IN SHORT: This paper addresses the core challenge of achieving accurate, interpretable, and training-free nanoparticle counting in digital diagnostic assays, which is critical for detecting low-abundance biomarkers with high sensitivity.

Innovation (TL;DR)

  • Methodology Introduces a multiple-hypothesis statistical testing framework for particle counting, eliminating the need for empirical thresholds or training data common in traditional and ML-based methods.
  • Methodology Formulates the detection problem under an explicit image-formation model (Poisson noise, Gaussian PSF) and uses a penalized likelihood rule with an information-criterion complexity penalty for robust hypothesis selection.
  • Biology/Application Validates the method on experimental dark-field images of a nanoparticle-based assay for SARS-CoV-2 DNA biomarkers, demonstrating statistically significant differentiation between control and positive samples and providing insights into particle aggregation.

Key conclusions

  • The algorithm demonstrates robust count accuracy in simulations across challenging conditions: weak signals (low SBR), variable backgrounds, magnification changes, and moderate PSF mismatch.

### WORK REQUEST A
According to the paper summary, on what kind of images was the method validated?
### WORK REQUEST B
Reproduce the paper summary's text word for word, from "IN SHORT: This" up to and including "Innovation (TL;DR)".

### PROVIDED MATERIAL
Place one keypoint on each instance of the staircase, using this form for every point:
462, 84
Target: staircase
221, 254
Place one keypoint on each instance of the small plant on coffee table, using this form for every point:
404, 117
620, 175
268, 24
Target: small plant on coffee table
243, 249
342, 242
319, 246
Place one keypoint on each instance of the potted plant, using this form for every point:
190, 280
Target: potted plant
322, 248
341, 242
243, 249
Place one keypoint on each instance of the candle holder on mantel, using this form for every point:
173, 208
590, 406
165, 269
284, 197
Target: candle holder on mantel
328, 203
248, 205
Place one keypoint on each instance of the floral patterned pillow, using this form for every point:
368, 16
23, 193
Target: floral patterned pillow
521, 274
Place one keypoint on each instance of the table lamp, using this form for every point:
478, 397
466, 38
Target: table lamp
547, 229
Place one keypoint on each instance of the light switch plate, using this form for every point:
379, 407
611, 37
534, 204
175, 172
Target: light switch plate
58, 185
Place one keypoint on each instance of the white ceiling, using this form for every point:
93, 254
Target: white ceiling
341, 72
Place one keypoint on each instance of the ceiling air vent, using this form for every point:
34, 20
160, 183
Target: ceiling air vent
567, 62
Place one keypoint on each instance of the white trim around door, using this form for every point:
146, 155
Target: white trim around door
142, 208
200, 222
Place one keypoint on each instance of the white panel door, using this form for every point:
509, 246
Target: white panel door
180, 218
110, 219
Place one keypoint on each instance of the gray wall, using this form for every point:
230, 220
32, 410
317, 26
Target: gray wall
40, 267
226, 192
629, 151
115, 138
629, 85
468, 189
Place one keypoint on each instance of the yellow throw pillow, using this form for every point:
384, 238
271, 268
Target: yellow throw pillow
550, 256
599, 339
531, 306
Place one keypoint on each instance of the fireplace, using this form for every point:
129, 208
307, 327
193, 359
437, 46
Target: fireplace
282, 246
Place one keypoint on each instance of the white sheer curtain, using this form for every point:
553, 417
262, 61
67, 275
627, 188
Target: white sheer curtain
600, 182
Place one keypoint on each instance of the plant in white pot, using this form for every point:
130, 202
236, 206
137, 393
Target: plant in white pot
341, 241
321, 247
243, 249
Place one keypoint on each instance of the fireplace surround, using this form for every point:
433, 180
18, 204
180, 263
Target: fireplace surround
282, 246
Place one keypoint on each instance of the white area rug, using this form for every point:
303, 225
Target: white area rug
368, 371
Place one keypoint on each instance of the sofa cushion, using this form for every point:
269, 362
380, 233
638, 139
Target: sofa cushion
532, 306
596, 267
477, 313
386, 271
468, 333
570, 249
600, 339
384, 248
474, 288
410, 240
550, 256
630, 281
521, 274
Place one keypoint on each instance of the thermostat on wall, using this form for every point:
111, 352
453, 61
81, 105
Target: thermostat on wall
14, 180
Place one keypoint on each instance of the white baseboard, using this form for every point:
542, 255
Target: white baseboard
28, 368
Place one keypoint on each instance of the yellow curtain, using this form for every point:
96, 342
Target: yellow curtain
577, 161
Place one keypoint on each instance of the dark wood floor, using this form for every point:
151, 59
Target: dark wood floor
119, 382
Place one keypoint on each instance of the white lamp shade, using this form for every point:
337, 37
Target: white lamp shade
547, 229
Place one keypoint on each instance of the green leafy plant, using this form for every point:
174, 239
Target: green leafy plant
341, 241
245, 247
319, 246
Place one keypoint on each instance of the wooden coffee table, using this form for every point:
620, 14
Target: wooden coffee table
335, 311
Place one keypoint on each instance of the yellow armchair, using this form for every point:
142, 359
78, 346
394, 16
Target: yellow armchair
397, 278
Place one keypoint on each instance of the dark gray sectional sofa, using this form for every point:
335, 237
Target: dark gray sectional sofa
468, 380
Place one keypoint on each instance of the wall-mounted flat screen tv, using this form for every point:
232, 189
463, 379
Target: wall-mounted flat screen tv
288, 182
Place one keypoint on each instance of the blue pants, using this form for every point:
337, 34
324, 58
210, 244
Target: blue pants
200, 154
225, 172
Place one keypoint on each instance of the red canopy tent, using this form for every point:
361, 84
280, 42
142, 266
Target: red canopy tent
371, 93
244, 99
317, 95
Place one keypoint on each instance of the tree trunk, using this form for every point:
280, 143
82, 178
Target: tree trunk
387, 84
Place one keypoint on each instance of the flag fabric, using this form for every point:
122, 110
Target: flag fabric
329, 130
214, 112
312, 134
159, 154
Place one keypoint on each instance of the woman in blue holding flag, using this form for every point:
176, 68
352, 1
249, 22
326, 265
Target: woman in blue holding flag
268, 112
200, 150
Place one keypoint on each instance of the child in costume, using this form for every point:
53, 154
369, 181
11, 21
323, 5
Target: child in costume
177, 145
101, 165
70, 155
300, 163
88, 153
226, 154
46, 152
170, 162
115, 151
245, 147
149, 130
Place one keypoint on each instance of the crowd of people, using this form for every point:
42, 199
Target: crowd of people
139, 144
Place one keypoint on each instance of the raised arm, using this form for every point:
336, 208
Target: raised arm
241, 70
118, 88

### TASK OUTPUT A
Experimental dark-field images of a nanoparticle-based assay for SARS-CoV-2 DNA biomarkers.

### TASK OUTPUT B
IN SHORT: This paper addresses the core challenge of achieving accurate, interpretable, and training-free nanoparticle counting in digital diagnostic assays, which is critical for detecting low-abundance biomarkers with high sensitivity.

Innovation (TL;DR)